— What the task requires —
Would you copy only the lines below, beginning with the one that contains "the elephant trunk." and running through the last entry line?

— Records provided —
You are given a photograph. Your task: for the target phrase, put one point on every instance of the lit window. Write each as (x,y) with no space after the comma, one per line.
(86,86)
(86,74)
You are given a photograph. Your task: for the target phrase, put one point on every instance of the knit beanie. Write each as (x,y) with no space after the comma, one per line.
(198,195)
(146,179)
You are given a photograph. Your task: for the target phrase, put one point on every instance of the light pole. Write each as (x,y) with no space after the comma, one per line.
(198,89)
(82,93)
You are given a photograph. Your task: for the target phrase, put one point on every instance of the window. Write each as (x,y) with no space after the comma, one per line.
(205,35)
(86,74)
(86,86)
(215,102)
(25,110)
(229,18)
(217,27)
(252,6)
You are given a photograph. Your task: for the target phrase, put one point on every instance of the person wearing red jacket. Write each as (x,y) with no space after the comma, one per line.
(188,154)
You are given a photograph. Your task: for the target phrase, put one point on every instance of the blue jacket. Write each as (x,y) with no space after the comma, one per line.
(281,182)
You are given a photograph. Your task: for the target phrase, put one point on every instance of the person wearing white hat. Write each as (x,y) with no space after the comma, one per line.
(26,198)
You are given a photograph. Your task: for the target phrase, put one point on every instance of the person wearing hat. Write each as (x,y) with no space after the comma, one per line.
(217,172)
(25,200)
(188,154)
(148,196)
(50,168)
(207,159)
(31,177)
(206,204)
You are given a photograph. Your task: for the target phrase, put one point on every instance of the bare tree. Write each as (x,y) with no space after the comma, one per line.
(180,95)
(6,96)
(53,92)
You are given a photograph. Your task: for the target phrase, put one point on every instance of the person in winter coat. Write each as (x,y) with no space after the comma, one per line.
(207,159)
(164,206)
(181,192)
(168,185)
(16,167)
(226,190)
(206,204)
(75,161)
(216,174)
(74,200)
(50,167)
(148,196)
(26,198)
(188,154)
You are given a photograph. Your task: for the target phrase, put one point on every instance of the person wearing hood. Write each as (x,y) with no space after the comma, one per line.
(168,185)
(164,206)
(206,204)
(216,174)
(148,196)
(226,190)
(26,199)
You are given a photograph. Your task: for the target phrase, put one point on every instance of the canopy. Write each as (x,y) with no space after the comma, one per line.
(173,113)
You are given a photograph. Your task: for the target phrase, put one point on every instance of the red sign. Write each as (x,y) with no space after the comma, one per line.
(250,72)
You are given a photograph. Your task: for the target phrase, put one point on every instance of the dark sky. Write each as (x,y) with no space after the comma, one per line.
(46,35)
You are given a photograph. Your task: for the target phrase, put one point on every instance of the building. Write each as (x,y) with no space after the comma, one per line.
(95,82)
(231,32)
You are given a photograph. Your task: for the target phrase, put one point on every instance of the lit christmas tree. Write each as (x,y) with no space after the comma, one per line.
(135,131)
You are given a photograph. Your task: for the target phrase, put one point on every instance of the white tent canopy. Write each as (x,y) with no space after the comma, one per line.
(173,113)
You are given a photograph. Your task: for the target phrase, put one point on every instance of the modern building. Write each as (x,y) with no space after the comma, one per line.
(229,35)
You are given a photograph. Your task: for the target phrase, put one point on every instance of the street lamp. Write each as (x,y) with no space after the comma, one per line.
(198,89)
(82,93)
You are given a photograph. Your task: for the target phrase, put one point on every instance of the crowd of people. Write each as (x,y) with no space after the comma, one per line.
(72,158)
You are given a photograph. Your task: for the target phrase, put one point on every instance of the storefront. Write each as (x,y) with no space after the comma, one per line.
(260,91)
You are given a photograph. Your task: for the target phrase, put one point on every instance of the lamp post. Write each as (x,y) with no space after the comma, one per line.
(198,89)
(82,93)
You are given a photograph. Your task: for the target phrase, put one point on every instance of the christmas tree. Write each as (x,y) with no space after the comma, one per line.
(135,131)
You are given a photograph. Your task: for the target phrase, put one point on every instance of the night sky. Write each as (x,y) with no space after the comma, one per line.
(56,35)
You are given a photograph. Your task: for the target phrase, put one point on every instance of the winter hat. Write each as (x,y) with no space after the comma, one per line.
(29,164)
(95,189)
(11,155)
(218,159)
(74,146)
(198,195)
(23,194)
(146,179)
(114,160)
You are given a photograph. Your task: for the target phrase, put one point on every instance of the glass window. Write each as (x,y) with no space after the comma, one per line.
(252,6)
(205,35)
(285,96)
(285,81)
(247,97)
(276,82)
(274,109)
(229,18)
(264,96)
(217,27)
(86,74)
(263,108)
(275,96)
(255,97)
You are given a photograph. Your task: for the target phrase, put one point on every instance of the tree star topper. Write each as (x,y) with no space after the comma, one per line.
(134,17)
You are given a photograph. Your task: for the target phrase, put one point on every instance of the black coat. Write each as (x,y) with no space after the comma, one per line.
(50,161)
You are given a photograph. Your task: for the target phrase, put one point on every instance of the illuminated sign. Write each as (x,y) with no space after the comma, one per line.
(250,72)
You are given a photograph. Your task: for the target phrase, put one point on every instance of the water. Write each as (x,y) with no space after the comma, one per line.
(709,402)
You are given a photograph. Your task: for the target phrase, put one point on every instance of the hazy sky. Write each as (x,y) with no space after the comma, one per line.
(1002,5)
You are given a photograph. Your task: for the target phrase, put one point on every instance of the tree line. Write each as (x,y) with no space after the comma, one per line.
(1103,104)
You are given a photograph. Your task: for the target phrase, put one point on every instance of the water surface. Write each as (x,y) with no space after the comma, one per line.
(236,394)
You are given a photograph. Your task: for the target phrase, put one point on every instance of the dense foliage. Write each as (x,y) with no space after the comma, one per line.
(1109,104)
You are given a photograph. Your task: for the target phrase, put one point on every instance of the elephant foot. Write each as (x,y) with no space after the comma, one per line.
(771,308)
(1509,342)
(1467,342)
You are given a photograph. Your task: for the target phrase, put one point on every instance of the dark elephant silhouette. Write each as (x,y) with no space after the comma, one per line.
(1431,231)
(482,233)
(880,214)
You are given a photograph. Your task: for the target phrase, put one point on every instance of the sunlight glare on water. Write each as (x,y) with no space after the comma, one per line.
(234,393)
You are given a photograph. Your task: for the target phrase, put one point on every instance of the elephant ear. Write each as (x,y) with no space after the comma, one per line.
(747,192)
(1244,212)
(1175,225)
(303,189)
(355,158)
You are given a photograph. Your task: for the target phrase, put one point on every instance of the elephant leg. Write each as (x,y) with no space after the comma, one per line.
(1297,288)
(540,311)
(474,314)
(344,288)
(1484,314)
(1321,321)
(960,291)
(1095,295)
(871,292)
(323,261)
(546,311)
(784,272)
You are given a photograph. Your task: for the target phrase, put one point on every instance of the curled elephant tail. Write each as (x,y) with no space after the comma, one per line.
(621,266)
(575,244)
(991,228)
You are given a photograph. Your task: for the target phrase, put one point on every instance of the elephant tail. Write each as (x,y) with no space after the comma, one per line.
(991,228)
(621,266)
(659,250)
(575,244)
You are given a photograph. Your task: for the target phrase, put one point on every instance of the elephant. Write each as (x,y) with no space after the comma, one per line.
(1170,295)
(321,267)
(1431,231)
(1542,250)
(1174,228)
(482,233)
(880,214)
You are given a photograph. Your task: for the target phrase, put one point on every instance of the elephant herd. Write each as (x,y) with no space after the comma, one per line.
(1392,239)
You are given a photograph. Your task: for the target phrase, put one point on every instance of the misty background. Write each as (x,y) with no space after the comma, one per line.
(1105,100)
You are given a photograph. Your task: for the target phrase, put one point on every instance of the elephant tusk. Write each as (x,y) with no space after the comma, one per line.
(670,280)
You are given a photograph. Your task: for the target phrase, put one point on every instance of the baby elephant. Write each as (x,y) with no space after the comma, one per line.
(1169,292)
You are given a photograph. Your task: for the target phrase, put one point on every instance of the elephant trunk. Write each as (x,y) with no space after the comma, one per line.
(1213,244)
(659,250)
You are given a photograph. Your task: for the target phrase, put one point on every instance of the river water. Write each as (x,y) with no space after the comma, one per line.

— Task result —
You are given a photograph. Your task: for the target phrase, put one point on every instance of the elephant trunk. Write each as (x,y) with no space after the comma, one per line.
(1213,244)
(659,250)
You are given a photograph. Your task: for the target phrase, put one point on every instance of the river water. Write each as (x,y) with no space after the comma, one per line.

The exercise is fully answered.